REQUIREMENTS =>
Look below for the line with "One point per instance of the basket", and from there restate every line word for word until the entries end.

[Coordinate annotation entries]
────────────────────

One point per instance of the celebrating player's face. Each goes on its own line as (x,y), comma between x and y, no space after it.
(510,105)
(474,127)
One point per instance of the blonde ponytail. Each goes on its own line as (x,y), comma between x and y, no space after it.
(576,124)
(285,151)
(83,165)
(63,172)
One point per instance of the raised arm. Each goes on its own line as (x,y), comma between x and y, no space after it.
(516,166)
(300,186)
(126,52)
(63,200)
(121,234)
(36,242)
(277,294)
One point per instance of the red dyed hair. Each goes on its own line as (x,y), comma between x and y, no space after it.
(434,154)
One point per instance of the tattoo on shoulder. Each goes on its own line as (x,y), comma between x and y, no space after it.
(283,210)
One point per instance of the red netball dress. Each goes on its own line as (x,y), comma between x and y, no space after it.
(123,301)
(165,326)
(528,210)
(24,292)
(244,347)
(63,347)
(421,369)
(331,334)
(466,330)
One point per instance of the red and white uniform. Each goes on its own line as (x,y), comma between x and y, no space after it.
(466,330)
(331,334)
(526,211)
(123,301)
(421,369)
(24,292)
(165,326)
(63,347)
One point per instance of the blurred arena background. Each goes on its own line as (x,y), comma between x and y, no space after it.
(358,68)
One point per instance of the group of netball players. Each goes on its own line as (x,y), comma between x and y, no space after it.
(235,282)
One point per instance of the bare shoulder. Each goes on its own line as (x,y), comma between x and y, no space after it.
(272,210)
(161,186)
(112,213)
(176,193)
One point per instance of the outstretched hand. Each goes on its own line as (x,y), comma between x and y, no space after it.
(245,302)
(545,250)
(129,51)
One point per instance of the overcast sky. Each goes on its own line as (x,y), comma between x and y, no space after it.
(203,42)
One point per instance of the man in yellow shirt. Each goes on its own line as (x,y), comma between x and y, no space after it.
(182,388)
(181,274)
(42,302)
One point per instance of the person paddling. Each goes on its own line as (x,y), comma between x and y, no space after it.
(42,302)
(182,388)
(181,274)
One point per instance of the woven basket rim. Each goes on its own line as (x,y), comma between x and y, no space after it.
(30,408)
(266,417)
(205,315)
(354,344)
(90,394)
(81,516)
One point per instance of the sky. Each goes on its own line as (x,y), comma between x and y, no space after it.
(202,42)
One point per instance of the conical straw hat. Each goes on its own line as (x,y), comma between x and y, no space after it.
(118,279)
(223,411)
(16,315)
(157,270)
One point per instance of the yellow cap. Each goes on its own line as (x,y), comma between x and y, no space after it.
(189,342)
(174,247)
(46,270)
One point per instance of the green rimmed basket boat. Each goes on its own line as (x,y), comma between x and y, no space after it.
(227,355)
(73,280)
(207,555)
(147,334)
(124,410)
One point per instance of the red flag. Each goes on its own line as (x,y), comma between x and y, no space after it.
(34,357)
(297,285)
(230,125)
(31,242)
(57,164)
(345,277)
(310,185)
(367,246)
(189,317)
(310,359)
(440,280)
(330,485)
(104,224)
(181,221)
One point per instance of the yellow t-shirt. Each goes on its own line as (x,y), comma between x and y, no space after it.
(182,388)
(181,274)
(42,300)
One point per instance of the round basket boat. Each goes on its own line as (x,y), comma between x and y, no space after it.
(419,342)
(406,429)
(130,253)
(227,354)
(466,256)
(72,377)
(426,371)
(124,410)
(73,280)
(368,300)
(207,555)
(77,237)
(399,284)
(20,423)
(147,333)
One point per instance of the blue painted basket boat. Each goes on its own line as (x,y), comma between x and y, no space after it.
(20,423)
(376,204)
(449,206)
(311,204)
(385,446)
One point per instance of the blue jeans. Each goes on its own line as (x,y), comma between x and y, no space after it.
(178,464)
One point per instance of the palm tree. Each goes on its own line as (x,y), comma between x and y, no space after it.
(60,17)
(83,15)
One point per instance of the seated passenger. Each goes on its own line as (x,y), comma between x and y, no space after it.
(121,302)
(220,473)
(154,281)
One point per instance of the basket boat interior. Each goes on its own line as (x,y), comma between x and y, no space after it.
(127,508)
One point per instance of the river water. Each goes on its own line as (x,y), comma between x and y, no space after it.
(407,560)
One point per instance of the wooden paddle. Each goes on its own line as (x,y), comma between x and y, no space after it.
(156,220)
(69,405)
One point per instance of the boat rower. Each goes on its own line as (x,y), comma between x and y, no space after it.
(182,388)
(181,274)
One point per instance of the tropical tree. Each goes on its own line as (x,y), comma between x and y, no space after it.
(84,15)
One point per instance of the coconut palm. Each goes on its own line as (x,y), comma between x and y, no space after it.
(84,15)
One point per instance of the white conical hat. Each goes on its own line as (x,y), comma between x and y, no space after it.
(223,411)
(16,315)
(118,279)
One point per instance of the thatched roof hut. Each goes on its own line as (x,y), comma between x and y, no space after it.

────────────────────

OUTPUT FOR THIS TASK =>
One point per instance of the basket boat interior. Each goes on its own line as (x,y), comma between x and y, no space after it.
(127,508)
One point per instance of the river water. Each goes on its own line as (x,y), comma between x and y, no space after it.
(407,560)
One point per instance of the wooden paddle. Each goes on its own line as (x,y), comma between x and y, no space after it.
(156,220)
(69,405)
One point per instance of the boat rower. Each goes on its own line as (x,y), comma between x and y, no space after it.
(182,388)
(181,274)
One point per instance of the tropical tree. Each goes on its own line as (x,y), comma between x and y, no space after it.
(84,15)
One point per instance of the coconut palm. Each goes on its own line as (x,y), comma between x and y, no space after it.
(84,15)
One point per instance of the white conical hat. Each goes on its own line as (x,y), comma between x and y, no space after it.
(223,411)
(16,315)
(118,279)
One point per instance of the thatched roof hut. Each goes on its own line as (x,y), comma between x and y, no space after it.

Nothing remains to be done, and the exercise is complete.